▸ PAGE EXCERPT

+--

Quotations for September, 2012


 
Saturday, September 1, 2012
Commemoration of Giles of Provence, Hermit, c.710

The Lord (whose tender mercies are over all his works, and whose ear is open to the cries and groans of the oppressed) is graciously moving on the hearts of people, to draw them off from the desire of wealth, and bring them into such a humble, lowly way of living, that they may see their way clearly to repair to the standard of true righteousness; and not only break the yoke of oppression, but know him to be their strength and support in a time of outward affliction.
... John Woolman (1720-1772), The Works of John Woolman, Philadelphia: Benjamin & Jacob Johnson, 1800, p. 198 (see the book; see also Ps. 40:11; Isa. 61:1-3; Hos. 11:4; John 6:44; 12:32; 2 Cor. 5:14; more at Affliction, God, Greed, Humility, Mercy, Prayer, Righteousness, Wealth)

 
Sunday, September 2, 2012
Commemoration of Martyrs of Papua New Guinea, 1942

The whole earth will have dwindled, and would have gone out, were it not for one glowing spot,—Calvary. For that mountain it shall stand forever, and, glowing through all space, shine as a mighty jewel that God hath set as a memorial of his everlasting love!
... Henry Ward Beecher (1813-1887), Eyes and Ears, Boston: Ticknor and Fields, 1862, p. 58 (see the book; see also John 13:31-32; Matt. 27:33-34; Mark 15:22-23; Luke 23:33; John 3:16-17; 12:16,23,28-32; 17:4-5; 19:17-18; Acts 3:13; Heb. 13:12-13; more at Calvary, Everlasting, Glory, God, Love)

+--

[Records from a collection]
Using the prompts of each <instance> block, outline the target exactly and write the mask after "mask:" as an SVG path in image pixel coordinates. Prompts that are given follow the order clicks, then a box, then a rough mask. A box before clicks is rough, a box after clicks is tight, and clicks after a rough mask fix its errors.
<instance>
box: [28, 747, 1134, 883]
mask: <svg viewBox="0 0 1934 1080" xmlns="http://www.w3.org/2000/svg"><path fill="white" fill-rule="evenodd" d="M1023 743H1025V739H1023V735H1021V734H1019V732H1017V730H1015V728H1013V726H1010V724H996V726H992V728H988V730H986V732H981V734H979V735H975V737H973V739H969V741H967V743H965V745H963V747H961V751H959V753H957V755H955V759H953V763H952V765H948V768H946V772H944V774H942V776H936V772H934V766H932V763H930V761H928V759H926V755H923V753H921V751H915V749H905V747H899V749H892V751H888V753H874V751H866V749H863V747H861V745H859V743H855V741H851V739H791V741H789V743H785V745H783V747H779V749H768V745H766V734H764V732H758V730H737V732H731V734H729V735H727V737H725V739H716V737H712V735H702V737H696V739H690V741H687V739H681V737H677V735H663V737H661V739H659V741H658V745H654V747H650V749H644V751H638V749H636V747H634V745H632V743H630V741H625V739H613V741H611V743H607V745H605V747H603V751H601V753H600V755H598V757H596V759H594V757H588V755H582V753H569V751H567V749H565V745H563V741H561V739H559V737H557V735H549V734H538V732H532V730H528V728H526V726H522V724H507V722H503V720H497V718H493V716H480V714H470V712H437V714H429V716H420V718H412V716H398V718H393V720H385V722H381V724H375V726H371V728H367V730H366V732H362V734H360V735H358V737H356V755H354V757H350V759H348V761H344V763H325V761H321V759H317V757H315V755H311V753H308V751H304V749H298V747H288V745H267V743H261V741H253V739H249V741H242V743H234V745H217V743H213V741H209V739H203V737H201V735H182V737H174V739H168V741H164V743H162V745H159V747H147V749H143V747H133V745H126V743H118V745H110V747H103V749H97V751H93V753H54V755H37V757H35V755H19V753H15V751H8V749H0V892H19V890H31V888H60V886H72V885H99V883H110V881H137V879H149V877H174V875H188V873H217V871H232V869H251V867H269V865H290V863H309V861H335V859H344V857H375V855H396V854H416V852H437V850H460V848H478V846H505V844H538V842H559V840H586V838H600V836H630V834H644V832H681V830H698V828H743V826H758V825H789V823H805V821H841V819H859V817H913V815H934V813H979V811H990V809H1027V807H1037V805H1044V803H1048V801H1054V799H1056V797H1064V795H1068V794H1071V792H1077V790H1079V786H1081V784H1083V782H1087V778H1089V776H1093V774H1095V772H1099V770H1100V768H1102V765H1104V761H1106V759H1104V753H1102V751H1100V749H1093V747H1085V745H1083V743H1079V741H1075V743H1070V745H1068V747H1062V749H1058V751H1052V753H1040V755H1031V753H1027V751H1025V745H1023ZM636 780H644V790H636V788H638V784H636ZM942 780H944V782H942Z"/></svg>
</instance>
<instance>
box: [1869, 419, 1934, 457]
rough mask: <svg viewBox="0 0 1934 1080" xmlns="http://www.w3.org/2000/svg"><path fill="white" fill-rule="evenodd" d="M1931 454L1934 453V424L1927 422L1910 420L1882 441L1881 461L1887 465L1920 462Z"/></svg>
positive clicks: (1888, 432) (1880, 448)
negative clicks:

+--

▸ YOUR GOAL
Update the passage of the quotation page between "The whole earth" and "his everlasting love!", inclusive, putting "hill" in place of "mountain", and write out the revised passage. The records are separate material, unrelated to the quotation page.

▸ RESPONSE TO THIS TASK
The whole earth will have dwindled, and would have gone out, were it not for one glowing spot,—Calvary. For that hill it shall stand forever, and, glowing through all space, shine as a mighty jewel that God hath set as a memorial of his everlasting love!